Start at the top line and retype the data exactly through to the end.

PROVIDED MATERIAL Block Start

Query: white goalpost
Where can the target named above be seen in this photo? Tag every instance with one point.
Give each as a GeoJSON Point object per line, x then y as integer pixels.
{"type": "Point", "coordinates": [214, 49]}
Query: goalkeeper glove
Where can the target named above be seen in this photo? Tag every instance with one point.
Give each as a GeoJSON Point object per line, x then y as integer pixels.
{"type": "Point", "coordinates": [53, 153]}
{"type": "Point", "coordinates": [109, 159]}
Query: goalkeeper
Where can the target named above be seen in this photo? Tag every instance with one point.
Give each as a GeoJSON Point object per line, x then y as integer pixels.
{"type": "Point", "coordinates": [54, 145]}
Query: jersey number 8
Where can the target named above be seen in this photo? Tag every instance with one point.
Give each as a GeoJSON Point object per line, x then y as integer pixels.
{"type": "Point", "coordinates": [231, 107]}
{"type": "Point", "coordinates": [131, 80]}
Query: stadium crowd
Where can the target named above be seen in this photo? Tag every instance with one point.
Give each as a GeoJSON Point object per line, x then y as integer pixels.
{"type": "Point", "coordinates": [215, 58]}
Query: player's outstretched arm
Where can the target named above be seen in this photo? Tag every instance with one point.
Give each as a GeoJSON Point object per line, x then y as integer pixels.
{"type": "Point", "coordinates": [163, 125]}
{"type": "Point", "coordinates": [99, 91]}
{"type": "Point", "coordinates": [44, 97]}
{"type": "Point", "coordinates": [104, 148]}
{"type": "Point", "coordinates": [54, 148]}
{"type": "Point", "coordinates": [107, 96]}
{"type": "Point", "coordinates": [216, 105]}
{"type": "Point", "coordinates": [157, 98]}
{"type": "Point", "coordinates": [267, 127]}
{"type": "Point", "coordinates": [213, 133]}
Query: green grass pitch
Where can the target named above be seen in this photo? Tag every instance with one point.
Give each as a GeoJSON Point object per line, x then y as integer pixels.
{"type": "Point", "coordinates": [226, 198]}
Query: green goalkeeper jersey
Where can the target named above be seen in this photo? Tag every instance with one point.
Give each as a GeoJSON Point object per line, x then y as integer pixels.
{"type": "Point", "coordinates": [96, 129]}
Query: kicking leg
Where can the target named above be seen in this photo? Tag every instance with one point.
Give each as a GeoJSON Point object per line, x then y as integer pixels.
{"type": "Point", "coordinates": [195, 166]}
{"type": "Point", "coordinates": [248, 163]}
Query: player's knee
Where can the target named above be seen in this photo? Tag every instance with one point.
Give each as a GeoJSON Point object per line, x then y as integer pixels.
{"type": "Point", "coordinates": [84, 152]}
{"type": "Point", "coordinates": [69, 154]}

PROVIDED MATERIAL Block End

** WRITTEN ANSWER **
Query: white goalpost
Where can the target named above be seen in this photo? Tag every instance with one point.
Give each as a GeoJSON Point object per line, x then y as integer pixels.
{"type": "Point", "coordinates": [214, 49]}
Query: goalkeeper glove
Where can the target named above be seen in this photo? Tag every instance with one point.
Give each as a GeoJSON Point object per line, x then y as integer pixels.
{"type": "Point", "coordinates": [53, 153]}
{"type": "Point", "coordinates": [109, 159]}
Query: goalkeeper
Where can the target named above be seen in this photo? Tag every instance with one point.
Give each as a GeoJSON Point object per line, x then y as integer pixels.
{"type": "Point", "coordinates": [54, 145]}
Query: jersey number 8
Where can the target named above be seen in this photo? Tag every instance with one point.
Give each as a GeoJSON Point object per line, x then y as integer pixels.
{"type": "Point", "coordinates": [231, 107]}
{"type": "Point", "coordinates": [131, 80]}
Query: stadium crowd
Where can the target named above be seen in this photo? Tag every instance with one point.
Give each as a GeoJSON Point object per line, x then y as integer pixels.
{"type": "Point", "coordinates": [215, 58]}
Query: player's outstretched arm
Where can the target named above be seen in this photo? Tag every instance with one point.
Give each as a GeoJSON Point object per line, x then y as integer pixels.
{"type": "Point", "coordinates": [163, 125]}
{"type": "Point", "coordinates": [99, 91]}
{"type": "Point", "coordinates": [44, 97]}
{"type": "Point", "coordinates": [104, 148]}
{"type": "Point", "coordinates": [54, 148]}
{"type": "Point", "coordinates": [107, 96]}
{"type": "Point", "coordinates": [216, 105]}
{"type": "Point", "coordinates": [157, 98]}
{"type": "Point", "coordinates": [267, 127]}
{"type": "Point", "coordinates": [213, 133]}
Query: green grass pitch
Where can the target named above be seen in this photo? Tag every instance with one point.
Give each as a GeoJSON Point object per line, x then y as integer pixels.
{"type": "Point", "coordinates": [226, 198]}
Query: green goalkeeper jersey
Where can the target named above be seen in this photo? Tag every instance with one point.
Give each as a GeoJSON Point object per line, x then y as integer pixels.
{"type": "Point", "coordinates": [96, 129]}
Query: kicking leg
Where can the target named above be seen in this photo? Tag every instance with one point.
Give each as a GeoJSON Point object per line, x then y as integer pixels.
{"type": "Point", "coordinates": [195, 166]}
{"type": "Point", "coordinates": [248, 163]}
Query: player's knee
Where can the target named above be seen in this photo? Tag every instance with one point.
Give each as a GeoJSON Point object per line, x then y as integer pixels.
{"type": "Point", "coordinates": [84, 152]}
{"type": "Point", "coordinates": [69, 154]}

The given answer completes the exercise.